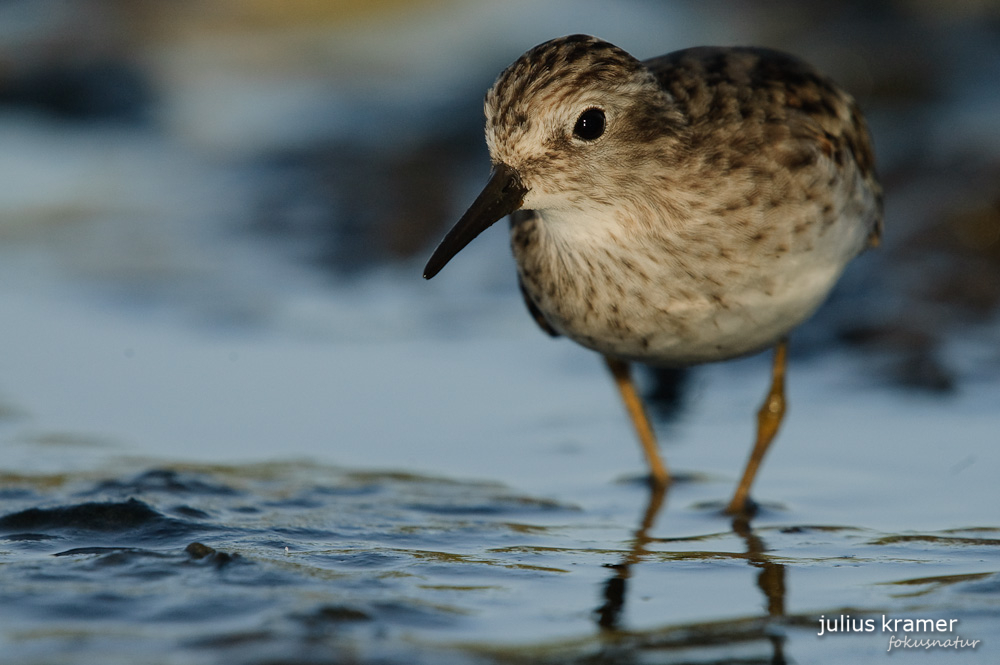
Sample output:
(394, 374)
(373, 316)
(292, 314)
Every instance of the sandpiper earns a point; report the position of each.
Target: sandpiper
(690, 208)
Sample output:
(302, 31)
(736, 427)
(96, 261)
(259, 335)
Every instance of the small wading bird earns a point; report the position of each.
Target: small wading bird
(686, 209)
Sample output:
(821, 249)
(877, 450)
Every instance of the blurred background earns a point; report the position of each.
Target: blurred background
(227, 172)
(214, 216)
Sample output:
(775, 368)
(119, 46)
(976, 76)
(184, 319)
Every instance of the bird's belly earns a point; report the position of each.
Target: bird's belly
(670, 320)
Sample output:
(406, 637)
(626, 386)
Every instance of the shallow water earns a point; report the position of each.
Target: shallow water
(237, 427)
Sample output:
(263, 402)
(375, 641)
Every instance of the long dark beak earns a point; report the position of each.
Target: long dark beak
(503, 194)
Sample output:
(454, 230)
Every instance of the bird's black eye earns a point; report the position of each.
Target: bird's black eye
(590, 125)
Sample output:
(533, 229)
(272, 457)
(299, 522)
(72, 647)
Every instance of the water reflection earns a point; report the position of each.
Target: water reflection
(770, 580)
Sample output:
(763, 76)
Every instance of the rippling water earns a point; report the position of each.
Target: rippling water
(237, 427)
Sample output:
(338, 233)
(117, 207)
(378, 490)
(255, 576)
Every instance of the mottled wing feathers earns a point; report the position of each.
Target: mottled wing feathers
(716, 88)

· · · ·

_GIVEN INSTRUCTION_: Strip out the pictures and quote the remaining data word for word.

_TASK RESPONSE_:
Sample output:
(394, 374)
(373, 316)
(292, 314)
Every instance of the sandpiper earns a point; report the position of each.
Target: sandpiper
(690, 208)
Sample output:
(302, 31)
(736, 427)
(96, 261)
(259, 335)
Every instance of the small wading bird earns a point; report the position of each.
Target: small wading bird
(686, 209)
Sample output:
(821, 249)
(877, 450)
Every instance of the blurred background earns a point; report the position of each.
Target: blurred background
(227, 172)
(214, 216)
Sample output:
(775, 368)
(119, 46)
(976, 76)
(184, 319)
Every instance of the bird's belly earns a point; report the position of each.
Target: bird's belly
(670, 320)
Sample output:
(406, 637)
(626, 386)
Every instance of the shallow water earns a point; report the position of each.
Target: shallow water
(237, 427)
Sample output:
(263, 402)
(375, 641)
Every instance of the long dark beak earns a point; report the position of each.
Target: long dark beak
(503, 194)
Sample output:
(454, 230)
Every instance of the bird's black eye earns a point; report the position of each.
Target: bird's black eye
(590, 125)
Sample output:
(533, 229)
(272, 457)
(299, 522)
(72, 647)
Every instance of the water reflection earns a point; report the position of each.
Target: water reflection
(770, 580)
Sample output:
(763, 76)
Every instance of the rippling water earns a point; report the position of each.
Target: rippling water
(237, 427)
Sample output:
(338, 233)
(117, 207)
(378, 490)
(255, 576)
Every instance of the mottled wing feathers earns a point; report the position of each.
Target: mottled wing feathers
(716, 88)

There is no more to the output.